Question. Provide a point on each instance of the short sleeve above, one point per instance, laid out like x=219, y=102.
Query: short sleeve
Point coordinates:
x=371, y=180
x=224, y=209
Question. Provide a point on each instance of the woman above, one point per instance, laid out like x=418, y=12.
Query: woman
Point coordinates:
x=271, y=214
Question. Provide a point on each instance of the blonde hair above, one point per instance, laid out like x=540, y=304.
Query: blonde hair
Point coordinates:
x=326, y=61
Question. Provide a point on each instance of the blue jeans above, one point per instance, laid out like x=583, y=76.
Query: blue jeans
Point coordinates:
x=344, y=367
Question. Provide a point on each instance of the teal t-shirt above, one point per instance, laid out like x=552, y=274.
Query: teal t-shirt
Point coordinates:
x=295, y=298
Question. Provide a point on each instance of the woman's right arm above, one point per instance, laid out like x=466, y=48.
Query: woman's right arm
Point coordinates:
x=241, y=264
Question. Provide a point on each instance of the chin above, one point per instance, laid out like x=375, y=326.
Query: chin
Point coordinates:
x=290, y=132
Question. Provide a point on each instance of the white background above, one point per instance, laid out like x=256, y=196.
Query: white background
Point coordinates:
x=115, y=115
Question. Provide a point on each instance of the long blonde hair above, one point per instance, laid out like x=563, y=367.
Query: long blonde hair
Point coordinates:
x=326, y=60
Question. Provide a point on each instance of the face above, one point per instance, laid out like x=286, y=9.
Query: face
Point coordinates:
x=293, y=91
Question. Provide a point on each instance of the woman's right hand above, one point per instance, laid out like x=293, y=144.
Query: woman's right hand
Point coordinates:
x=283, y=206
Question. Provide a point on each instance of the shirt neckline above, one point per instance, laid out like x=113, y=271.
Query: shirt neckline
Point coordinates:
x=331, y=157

**SET EXERCISE:** Recast every entry in the listing above as a two-column CSV with the headers request and answer, one row per request. Enclose each field in double quotes and replace any line breaks with spaces.

**SOLVED EXERCISE:**
request,answer
"Question. Provide a point on each instance of the short sleeve above, one point per instance, laid out like x=219, y=102. Query: short sleeve Point coordinates:","x=371, y=180 x=224, y=209"
"Question. Provide a point on each instance of the woman above, one point per instance, laid out like x=418, y=12. Query: woman Point coordinates:","x=271, y=214"
"Question. Provide a point on each instance of the blonde hair above, one point per instance, laid out like x=540, y=304. Query: blonde hair Point coordinates:","x=326, y=61"
"Question. Provide a point on each instance of the blue jeans above, one point per instance, laid out like x=583, y=76. Query: blue jeans Point coordinates:","x=344, y=367"
"Question. Provide a point on each instance of the teal t-shirt above, one point per instance, laid out like x=552, y=274. Query: teal t-shirt Point coordinates:","x=295, y=298"
"Question. Provide a point on each instance of the woman's right arm above, one point per instance, laid out like x=466, y=48. Query: woman's right arm Point coordinates:","x=241, y=264"
"Question. Provide a point on each instance of the chin above, one point per instance, laid out like x=375, y=326. Query: chin Point coordinates:","x=290, y=132"
"Question. Provide a point on each instance of the white background above, one point per instance, laid out like x=256, y=196. Query: white background Point coordinates:","x=115, y=115"
"Question. Provide a point on each instance of the long blonde hair above, one point per instance, laid out like x=563, y=367. Query: long blonde hair Point coordinates:","x=326, y=60"
"Question. Provide a point on each instance of the face above, one point per instance, laid out like x=286, y=9. Query: face Point coordinates:","x=293, y=91"
"Question. Provide a point on each instance of the woman's right hand above, one point per instance, laid out like x=293, y=144. Query: woman's right hand Point coordinates:","x=283, y=206"
"Question. Provide a point on each instance of the shirt neckline above, one point per instance, laid out like x=113, y=271. Query: shirt neckline Point coordinates:","x=331, y=157"